BEGIN TEXT EXCERPT
In any case, public debt will not hit the limit of 65 per cent of GDP, said the Ministry of Finance |
Vietnam’s real GDP grew 5.03 per cent on-year in the first quarter of 2022, extending the 5.22 per cent pace in the last quarter of 2021 as the services sector rebounded after more parts of its economy were reopened with the relaxation of mobility and distance restrictions.
The manufacturing sector continued to take the lead, and most significantly, the overall services sector expanded 4.58 per cent on-year, from 1.22 per cent in the previous quarter and 3.62 per cent in the first quarter of last year.
It was clear that service activities were able to benefit from the lifting of COVID-19 restrictions imposed during the second half of last year.
Recent data suggests that Vietnam’s underlying growth momentum remained intact in the second quarter of this year.
The manufacturing sector continued to power on, registering a 9.24 per cent on-year gain in the first five months, from 8.28 per cent in the first four months, and a strong performance of 12.59 in May 2021. This performance is also reflected in the purchasing managers’ index.
A forward indicator, foreign direct investment (FDI) inflows, pared back somewhat in May amid uncertainty from the Russia-Ukraine conflict and elevated commodities prices.
Registered FDI recorded a decline of 16.3 per cent on-year to $11.71 billion, the fourth straight month of negative readings. The high base from the strong inflow of registered FDI in 2021 at $31.15 billion also resulted in subdued readings so far.
On the consumer side, lifting domestic COVID-19 restrictions and reopening cross-border travel have injected new vigour into the services sector. Overall retail trade accelerated 9.69 per cent on-year in May, from 6.54 per cent in April, and well ahead of the 3 per cent drop in 2021, led by travel services (up 34.7 per cent), and accommodation and catering (15.75 per cent rise).
It is expected that tourism-dependent sectors such as accommodation and food will return to growth in the second quarter of 2022 after nine straight quarters of declines.
With the latest data as well as the headwinds ahead, the United Overseas Bank (UOB) keeps the 2022 GDP growth forecast for Vietnam at 6.5 per cent, in line with the official projection of 6.0- 6.5 per cent.
END TEXT EXCERPT
> _QUESTIONS_
**1)** Output the stretch of the passage on Vietnam's economy from "A forward indicator, foreign" through "readings so far.", copied word for word.
**2)** Summarize the passage on Vietnam's economy in two sentences.
**3)** According to the passage on Vietnam's economy, by how much did overall retail trade grow on-year in May?
BEGIN DATA RECORDS
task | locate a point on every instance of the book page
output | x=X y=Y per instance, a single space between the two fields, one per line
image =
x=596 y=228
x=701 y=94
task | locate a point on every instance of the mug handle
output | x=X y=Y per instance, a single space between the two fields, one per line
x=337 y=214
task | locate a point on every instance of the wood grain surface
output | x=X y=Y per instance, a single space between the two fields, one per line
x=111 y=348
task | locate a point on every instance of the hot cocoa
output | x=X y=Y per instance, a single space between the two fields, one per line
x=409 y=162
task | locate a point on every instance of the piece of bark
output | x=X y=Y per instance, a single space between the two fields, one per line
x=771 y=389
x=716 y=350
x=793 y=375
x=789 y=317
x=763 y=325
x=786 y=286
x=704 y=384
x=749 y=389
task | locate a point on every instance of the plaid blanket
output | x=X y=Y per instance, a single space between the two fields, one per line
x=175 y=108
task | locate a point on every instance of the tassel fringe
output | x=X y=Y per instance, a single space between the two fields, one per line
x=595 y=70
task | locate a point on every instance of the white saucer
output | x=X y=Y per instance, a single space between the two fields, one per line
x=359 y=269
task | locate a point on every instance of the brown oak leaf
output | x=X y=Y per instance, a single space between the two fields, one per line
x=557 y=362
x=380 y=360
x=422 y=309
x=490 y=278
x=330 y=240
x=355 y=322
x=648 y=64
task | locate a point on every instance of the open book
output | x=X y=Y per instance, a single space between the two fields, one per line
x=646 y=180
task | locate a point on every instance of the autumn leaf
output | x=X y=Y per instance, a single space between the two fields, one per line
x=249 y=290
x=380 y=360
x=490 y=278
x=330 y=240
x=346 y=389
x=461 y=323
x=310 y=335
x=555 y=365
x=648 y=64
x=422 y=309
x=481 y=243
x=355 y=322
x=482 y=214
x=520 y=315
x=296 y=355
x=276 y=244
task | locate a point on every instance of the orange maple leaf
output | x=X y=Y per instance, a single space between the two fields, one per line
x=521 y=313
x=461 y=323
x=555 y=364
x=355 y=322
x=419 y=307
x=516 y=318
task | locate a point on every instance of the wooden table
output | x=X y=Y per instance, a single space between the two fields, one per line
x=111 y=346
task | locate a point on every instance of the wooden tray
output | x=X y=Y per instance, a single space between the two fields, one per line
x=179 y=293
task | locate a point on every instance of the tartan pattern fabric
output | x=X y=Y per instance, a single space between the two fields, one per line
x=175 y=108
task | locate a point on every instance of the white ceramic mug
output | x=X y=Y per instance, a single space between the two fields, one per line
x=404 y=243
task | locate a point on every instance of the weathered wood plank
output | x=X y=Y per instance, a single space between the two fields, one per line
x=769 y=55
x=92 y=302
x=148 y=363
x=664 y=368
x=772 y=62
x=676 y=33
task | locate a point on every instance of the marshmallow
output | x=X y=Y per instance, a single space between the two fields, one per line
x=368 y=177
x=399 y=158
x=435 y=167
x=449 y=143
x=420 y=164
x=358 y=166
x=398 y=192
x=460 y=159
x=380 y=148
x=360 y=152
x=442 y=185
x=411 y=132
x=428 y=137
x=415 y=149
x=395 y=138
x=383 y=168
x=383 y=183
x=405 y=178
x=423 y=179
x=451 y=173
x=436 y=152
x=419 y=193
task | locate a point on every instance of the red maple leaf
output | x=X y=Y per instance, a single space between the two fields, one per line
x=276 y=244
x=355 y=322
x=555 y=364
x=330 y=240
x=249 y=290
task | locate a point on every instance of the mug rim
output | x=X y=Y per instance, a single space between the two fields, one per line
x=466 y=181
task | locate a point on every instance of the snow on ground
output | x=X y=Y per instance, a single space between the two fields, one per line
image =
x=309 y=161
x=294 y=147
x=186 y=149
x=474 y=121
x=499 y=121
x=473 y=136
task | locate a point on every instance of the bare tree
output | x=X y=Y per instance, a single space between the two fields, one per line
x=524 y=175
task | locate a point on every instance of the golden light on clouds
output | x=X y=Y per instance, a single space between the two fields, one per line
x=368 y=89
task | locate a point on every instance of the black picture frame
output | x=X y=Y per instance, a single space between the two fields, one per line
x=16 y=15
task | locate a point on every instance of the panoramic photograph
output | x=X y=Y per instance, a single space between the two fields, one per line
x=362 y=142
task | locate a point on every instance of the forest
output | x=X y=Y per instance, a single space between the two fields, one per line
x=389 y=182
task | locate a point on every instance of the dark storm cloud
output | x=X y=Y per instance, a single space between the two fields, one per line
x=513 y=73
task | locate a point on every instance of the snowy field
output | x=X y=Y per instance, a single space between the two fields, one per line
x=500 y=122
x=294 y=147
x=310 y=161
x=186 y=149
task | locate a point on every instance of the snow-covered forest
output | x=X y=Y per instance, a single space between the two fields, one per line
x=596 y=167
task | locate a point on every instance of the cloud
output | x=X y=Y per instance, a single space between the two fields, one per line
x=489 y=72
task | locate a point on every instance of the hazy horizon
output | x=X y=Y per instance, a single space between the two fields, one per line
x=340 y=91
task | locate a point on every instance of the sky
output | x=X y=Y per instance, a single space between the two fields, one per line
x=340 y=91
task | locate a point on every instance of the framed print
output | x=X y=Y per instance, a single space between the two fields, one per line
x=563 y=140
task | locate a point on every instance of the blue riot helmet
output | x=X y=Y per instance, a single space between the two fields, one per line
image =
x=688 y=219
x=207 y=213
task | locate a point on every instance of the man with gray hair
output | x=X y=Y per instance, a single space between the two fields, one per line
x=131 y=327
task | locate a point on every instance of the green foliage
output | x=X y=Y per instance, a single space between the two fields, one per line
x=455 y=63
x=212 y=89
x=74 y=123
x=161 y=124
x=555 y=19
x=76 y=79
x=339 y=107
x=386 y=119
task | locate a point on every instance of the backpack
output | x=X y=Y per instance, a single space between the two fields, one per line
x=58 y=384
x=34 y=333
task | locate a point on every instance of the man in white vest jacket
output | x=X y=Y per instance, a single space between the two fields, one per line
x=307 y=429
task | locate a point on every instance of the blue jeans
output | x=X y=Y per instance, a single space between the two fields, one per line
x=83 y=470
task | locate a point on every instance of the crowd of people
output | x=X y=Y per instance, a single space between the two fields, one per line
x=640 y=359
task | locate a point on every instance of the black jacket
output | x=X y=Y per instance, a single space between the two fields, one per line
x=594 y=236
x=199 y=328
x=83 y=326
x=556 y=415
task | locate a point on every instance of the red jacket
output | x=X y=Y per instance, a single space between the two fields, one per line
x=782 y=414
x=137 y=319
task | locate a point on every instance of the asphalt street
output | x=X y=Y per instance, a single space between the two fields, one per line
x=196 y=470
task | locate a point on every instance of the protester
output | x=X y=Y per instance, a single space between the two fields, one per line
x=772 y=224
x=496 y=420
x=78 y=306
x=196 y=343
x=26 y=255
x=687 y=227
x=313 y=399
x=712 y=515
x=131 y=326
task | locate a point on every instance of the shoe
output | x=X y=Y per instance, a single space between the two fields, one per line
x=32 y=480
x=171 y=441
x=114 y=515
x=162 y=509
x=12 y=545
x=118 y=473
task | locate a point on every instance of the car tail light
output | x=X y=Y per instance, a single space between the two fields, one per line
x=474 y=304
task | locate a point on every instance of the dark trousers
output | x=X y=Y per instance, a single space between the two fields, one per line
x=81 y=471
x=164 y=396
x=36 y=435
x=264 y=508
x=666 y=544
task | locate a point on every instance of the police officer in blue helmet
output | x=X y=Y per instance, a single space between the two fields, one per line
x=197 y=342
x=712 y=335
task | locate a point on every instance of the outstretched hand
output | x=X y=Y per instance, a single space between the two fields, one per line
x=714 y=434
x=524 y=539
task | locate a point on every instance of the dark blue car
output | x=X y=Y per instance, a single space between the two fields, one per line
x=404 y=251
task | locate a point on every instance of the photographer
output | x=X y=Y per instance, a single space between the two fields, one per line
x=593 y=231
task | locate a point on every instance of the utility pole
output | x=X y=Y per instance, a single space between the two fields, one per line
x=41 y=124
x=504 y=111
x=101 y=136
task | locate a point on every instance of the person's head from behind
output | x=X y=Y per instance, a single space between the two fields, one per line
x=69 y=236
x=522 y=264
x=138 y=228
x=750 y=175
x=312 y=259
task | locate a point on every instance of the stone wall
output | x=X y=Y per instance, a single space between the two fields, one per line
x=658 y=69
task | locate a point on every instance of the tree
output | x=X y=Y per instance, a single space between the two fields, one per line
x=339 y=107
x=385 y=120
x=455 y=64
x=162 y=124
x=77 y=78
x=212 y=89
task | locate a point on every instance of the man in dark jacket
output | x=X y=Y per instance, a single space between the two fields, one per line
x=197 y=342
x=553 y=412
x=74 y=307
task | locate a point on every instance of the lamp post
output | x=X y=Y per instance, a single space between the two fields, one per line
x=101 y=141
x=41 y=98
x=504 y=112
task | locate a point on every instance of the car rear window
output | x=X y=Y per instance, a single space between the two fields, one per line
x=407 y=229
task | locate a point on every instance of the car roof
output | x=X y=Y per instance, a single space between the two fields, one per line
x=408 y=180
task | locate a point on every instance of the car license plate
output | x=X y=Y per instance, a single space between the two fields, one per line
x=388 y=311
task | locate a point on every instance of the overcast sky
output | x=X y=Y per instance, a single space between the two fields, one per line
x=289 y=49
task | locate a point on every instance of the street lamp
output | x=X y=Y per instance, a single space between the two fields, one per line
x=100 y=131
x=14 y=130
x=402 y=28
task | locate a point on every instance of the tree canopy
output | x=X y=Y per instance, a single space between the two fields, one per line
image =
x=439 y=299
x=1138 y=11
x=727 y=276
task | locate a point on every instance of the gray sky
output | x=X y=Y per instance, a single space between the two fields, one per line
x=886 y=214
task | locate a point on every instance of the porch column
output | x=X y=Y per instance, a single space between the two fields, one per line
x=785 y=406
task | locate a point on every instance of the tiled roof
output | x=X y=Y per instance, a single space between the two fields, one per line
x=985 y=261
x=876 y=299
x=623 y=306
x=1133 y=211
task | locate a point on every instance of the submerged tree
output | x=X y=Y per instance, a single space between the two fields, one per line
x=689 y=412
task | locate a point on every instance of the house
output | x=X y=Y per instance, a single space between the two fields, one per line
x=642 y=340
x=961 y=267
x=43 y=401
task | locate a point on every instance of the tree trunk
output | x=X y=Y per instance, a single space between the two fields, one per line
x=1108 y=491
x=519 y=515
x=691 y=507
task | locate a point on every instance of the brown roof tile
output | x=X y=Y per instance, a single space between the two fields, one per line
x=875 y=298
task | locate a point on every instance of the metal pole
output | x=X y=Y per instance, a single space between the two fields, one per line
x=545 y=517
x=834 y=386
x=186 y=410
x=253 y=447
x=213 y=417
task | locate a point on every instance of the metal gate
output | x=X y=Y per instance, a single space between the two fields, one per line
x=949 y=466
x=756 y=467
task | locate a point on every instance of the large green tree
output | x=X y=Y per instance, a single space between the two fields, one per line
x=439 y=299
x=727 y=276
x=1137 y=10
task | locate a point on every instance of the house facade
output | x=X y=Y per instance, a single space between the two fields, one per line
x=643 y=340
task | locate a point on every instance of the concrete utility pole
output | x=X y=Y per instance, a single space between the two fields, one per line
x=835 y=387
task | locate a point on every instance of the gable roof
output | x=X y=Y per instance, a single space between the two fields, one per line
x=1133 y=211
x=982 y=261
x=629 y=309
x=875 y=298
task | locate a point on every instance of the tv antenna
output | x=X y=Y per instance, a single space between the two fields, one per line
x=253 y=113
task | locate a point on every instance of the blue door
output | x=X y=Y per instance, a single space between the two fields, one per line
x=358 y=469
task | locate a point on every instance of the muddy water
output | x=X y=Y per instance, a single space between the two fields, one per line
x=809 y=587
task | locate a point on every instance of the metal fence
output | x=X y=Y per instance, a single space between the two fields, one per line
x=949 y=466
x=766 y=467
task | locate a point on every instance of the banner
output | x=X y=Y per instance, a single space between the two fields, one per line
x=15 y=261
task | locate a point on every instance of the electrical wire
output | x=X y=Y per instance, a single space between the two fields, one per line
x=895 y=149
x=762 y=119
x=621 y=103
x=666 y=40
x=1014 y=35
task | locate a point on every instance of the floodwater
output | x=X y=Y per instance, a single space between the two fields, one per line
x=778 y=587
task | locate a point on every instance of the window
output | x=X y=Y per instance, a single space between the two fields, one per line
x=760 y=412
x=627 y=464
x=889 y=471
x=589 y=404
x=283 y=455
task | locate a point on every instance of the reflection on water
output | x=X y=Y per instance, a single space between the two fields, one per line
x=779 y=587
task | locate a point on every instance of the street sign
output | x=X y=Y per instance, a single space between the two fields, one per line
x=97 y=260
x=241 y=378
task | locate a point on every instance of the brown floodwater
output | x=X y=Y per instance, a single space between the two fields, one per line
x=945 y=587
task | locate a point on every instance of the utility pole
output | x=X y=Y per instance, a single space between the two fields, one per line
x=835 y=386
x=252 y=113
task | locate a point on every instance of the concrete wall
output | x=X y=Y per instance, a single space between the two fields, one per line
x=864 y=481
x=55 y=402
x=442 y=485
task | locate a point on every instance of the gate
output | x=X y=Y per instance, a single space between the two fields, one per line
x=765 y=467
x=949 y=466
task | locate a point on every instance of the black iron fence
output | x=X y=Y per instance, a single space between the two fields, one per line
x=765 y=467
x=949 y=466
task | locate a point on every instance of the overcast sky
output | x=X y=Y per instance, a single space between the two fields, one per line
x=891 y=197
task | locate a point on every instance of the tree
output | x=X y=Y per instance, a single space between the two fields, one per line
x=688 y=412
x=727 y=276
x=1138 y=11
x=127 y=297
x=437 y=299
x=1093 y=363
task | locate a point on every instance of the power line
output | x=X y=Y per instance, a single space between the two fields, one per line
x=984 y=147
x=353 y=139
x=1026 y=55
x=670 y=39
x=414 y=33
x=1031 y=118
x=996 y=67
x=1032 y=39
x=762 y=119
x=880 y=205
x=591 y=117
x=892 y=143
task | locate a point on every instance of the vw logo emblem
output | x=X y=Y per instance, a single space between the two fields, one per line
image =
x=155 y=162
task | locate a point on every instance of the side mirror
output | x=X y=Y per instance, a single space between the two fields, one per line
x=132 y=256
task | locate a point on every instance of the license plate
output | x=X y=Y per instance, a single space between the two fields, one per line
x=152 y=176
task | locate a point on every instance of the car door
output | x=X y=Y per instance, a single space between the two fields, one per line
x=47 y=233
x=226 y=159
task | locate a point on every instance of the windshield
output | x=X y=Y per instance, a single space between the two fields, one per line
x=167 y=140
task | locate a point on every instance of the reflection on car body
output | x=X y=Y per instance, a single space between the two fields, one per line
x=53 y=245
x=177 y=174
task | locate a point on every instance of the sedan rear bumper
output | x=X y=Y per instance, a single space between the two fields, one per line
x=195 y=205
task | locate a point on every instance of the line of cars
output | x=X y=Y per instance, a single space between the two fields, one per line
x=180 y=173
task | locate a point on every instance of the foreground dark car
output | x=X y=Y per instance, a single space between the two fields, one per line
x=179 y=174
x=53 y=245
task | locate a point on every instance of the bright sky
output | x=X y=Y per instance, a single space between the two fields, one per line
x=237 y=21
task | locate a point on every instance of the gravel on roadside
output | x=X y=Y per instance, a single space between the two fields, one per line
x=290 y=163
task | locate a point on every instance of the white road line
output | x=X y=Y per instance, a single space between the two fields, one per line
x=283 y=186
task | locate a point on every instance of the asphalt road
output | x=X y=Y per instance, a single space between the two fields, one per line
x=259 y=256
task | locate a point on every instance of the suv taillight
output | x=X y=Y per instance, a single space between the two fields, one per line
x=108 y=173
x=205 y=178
END DATA RECORDS
> _ANSWER SECTION_
**1)**
A forward indicator, foreign direct investment (FDI) inflows, pared back somewhat in May amid uncertainty from the Russia-Ukraine conflict and elevated commodities prices.
Registered FDI recorded a decline of 16.3 per cent on-year to $11.71 billion, the fourth straight month of negative readings. The high base from the strong inflow of registered FDI in 2021 at $31.15 billion also resulted in subdued readings so far.

**2)** Vietnam's real GDP grew 5.03 per cent on-year in the first quarter of 2022, as services rebounded after COVID-19 restrictions were lifted and manufacturing continued to lead. Retail trade accelerated in May, while registered FDI declined amid uncertainty from the Russia-Ukraine conflict and high commodity prices, and UOB kept its 2022 growth forecast for Vietnam at 6.5 per cent.

**3)** 9.69 per cent